= WHAT THE TASK REQUIRES =
Rewrite each line of the records below as a row in a Markdown table with two columns, "Row" and "Line," skipping blank lines and leaving out the pictures.

= SUPPLIED DATA =
********
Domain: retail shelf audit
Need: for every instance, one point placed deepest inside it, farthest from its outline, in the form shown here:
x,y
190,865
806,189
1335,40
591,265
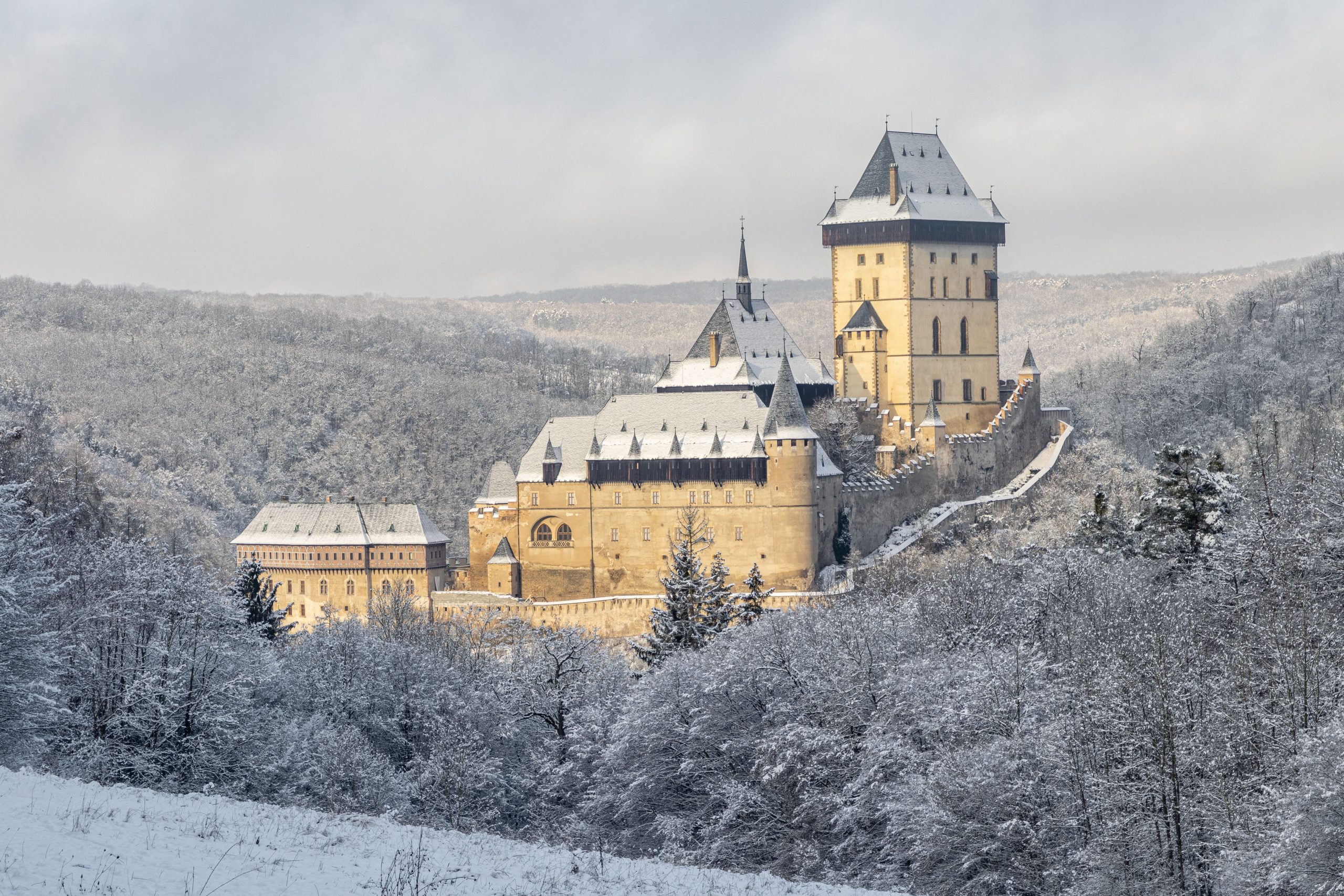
********
= OUTPUT FOR THIS EXERCISE =
| Row | Line |
|---|---|
| 1 | Domain: retail shelf audit |
| 2 | Need: for every instance, one point placed deepest inside it, farthest from its outline, in the form shown here: |
| 3 | x,y |
| 4 | 190,865 |
| 5 | 806,189 |
| 6 | 1335,40 |
| 7 | 591,265 |